Direction =
Which lines in the material below contain the word "dirt"? Find each one and copy it in full.

[Extracted records]

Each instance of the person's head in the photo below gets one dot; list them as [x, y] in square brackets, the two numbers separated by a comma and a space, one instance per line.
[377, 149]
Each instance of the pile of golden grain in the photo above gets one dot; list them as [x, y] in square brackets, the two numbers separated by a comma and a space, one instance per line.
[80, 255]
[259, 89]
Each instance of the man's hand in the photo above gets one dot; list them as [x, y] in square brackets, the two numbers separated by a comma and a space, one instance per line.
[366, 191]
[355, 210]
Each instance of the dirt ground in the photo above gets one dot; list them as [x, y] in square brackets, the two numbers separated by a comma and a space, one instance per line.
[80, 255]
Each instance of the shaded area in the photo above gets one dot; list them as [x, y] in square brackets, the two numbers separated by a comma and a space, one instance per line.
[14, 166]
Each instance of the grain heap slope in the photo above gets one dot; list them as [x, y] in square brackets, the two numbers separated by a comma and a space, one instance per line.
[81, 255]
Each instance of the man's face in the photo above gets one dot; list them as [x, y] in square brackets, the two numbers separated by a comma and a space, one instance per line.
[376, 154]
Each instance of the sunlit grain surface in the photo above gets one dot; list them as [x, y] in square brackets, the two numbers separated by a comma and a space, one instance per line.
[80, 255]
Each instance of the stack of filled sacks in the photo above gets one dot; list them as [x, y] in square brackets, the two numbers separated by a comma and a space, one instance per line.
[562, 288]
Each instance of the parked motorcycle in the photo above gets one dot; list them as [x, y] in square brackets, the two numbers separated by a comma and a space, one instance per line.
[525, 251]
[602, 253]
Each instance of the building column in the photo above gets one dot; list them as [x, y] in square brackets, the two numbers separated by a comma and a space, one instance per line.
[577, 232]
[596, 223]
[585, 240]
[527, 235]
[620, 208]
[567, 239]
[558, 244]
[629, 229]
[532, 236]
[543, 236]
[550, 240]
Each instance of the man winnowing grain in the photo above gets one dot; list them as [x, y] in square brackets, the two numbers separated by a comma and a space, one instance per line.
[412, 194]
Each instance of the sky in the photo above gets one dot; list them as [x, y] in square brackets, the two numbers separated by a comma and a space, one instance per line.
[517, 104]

--

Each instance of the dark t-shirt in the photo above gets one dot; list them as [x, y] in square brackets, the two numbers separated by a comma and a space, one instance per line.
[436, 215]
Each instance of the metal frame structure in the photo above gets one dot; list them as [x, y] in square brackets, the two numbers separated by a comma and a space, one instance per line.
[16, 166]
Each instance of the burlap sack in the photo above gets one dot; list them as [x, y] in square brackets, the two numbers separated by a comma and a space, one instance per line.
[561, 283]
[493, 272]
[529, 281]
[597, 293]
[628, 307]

Result of this task =
Each instance of the dirt ground in the photo above gets one dot; list them as [x, y] in square brackets, the two numbers separated by a comma and a space, one instance per line.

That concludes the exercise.